═══ RECORDS FOR THE EXERCISE ═══
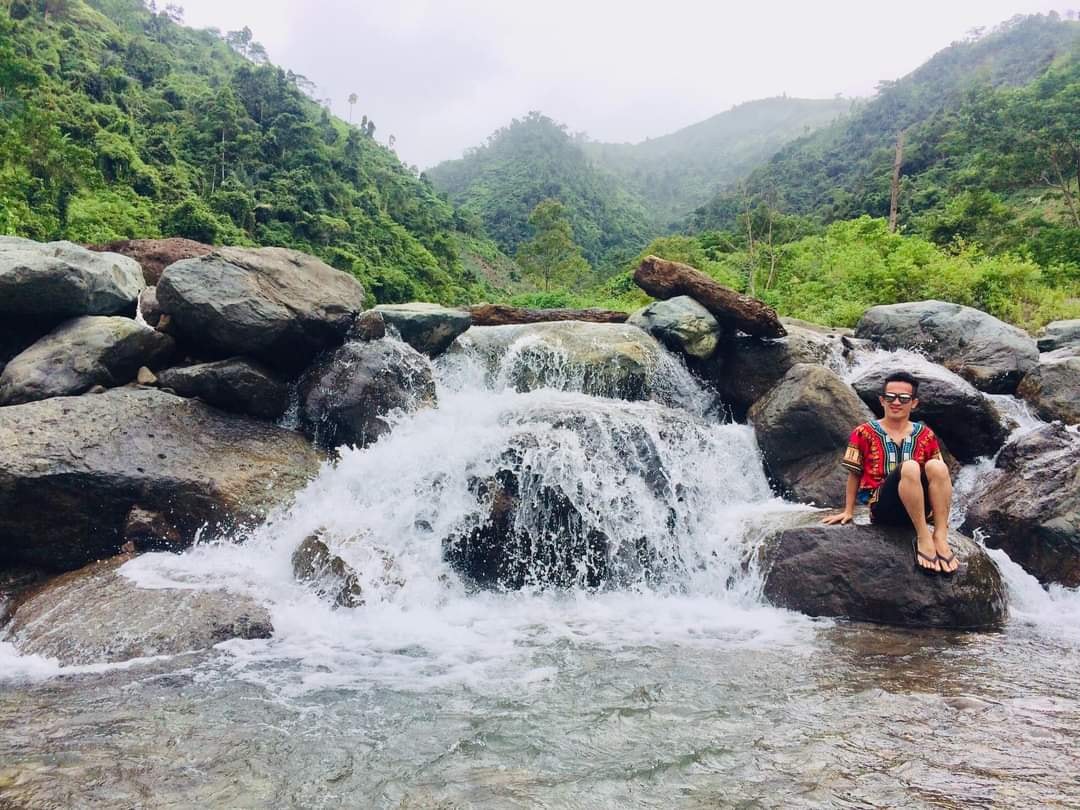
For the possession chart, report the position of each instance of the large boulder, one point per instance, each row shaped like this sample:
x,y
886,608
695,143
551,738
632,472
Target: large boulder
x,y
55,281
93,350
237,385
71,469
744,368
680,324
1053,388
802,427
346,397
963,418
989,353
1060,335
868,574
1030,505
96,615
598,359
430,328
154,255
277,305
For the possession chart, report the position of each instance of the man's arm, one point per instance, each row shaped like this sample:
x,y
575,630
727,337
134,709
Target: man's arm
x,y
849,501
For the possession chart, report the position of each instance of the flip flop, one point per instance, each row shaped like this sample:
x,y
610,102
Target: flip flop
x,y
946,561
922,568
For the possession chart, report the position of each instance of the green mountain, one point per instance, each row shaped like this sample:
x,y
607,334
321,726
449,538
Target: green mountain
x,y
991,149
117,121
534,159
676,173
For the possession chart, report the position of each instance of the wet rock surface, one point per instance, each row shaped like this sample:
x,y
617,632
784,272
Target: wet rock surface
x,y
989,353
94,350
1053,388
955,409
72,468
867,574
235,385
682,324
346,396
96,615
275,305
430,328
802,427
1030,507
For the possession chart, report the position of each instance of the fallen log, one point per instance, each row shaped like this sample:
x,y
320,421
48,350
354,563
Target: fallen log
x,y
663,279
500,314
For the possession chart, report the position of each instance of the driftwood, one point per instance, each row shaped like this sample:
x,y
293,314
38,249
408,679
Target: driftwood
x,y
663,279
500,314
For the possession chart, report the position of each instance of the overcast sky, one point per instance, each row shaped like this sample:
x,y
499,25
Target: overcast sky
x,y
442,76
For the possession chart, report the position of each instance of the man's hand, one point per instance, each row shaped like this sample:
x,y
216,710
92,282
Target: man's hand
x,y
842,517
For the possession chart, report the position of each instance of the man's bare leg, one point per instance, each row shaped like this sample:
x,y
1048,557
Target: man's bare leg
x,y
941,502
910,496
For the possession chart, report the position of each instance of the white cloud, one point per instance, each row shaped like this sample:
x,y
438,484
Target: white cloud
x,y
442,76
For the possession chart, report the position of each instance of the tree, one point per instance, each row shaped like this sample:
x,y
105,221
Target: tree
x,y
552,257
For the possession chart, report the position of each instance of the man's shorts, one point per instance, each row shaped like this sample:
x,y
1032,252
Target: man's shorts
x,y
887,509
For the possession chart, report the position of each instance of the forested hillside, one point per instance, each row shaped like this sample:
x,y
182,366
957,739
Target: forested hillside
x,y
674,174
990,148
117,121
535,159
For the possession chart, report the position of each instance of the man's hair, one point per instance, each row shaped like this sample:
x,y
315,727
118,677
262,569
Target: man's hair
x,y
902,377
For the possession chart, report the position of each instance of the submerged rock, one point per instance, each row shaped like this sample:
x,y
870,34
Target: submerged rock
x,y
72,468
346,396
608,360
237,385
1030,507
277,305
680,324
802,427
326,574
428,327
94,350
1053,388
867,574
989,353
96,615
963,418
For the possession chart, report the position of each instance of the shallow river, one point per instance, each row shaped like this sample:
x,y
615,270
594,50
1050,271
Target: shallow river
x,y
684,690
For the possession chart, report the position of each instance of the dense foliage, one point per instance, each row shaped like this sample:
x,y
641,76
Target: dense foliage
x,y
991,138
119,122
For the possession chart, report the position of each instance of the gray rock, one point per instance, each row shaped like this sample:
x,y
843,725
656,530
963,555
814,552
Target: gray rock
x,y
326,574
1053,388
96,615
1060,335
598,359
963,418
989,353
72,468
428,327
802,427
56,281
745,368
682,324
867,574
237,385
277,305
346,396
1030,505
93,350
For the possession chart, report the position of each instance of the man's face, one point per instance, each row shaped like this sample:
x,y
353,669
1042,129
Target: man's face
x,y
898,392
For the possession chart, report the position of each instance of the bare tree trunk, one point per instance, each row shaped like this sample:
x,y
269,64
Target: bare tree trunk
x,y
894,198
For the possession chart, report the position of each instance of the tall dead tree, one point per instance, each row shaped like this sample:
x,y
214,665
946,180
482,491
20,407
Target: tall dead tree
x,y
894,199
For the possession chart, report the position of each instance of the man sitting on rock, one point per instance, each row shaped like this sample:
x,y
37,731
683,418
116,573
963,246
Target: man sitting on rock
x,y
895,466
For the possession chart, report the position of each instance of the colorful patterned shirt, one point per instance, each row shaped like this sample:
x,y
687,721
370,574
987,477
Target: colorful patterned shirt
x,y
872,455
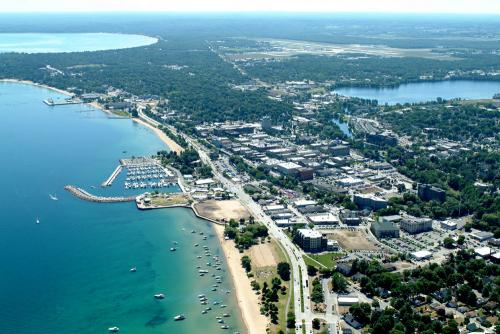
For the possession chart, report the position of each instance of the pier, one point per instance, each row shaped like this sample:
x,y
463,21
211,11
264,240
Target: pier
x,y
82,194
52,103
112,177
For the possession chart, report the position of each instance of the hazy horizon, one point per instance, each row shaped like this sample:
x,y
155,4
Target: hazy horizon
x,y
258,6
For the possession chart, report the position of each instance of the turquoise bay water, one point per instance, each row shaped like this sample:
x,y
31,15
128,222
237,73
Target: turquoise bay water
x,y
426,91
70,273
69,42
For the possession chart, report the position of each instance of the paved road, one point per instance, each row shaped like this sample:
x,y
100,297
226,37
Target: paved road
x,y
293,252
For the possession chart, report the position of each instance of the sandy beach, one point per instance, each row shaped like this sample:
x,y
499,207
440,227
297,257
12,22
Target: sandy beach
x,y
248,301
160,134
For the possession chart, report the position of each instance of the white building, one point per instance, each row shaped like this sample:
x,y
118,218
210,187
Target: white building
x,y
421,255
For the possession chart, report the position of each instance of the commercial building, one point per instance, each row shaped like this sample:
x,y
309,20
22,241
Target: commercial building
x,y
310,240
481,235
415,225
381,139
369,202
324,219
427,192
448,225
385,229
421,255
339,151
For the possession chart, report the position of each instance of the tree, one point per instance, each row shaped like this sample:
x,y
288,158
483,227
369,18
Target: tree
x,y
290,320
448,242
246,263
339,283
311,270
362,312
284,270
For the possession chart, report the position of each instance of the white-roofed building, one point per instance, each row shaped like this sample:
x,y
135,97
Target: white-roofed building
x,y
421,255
═══
═══ RECORDS FOR THE EXERCISE ═══
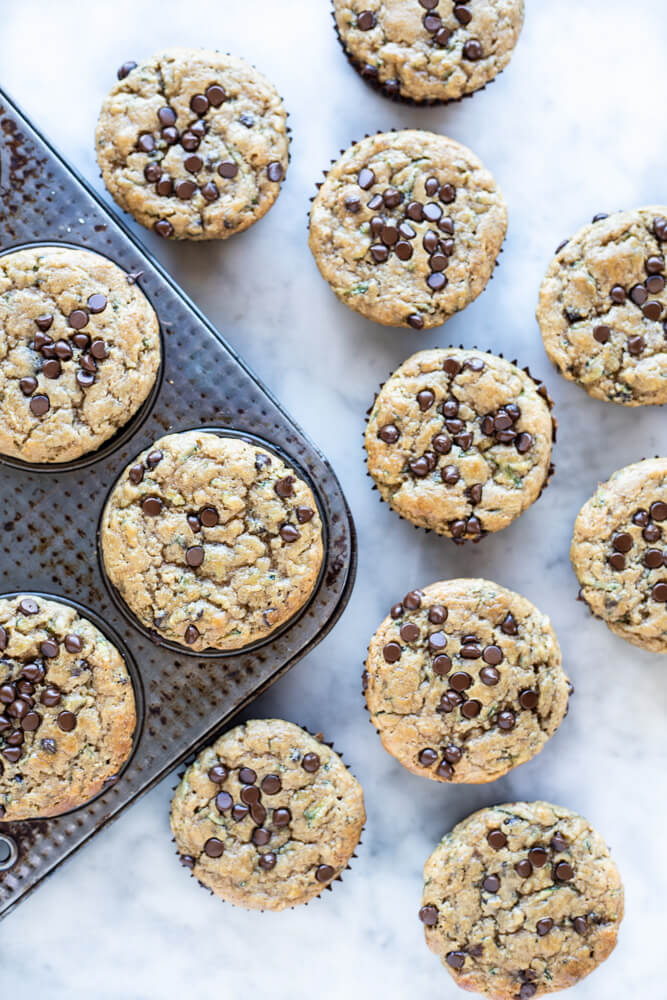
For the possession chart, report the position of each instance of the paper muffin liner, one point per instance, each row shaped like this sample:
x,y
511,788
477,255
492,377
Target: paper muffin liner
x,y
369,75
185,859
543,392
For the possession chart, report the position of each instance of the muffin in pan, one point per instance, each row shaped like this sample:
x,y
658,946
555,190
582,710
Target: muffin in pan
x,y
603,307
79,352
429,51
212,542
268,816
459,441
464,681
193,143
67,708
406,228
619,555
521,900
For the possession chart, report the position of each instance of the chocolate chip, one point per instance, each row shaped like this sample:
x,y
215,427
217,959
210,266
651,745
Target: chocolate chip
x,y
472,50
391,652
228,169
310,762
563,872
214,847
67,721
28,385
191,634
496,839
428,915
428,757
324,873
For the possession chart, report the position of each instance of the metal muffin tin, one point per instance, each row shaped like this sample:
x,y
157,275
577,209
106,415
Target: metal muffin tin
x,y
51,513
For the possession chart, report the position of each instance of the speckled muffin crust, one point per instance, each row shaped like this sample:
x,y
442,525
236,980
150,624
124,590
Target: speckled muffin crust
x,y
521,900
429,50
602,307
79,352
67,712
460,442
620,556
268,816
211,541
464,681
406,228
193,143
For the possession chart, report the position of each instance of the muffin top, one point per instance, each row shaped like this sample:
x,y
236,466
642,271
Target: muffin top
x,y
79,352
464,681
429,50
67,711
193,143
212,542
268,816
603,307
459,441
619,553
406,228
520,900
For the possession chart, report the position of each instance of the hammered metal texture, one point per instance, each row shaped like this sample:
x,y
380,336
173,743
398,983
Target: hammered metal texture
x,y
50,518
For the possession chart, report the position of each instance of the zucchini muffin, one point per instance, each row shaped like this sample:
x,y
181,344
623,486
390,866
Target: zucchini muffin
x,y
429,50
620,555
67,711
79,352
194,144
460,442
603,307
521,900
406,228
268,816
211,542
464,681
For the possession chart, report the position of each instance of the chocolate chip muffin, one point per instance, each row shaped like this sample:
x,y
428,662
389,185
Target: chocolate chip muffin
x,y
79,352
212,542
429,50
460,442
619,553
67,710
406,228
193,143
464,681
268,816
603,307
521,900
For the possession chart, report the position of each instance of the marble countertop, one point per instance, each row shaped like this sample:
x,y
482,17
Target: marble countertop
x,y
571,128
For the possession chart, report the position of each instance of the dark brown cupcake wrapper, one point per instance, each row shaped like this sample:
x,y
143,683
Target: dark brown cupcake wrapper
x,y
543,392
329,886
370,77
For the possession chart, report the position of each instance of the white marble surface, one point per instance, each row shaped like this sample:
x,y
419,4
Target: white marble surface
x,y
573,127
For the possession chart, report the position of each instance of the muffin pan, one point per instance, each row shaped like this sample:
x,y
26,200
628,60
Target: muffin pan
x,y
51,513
═══
▸ GIVEN PROBLEM
Return every line from the items above that contains the word "patterned". Case counts.

▸ ANSWER TO THE TASK
For the possession chart, report the position of each instance of the colorful patterned shirt, one point per instance, each row shaped like this sample:
Target: colorful patterned shirt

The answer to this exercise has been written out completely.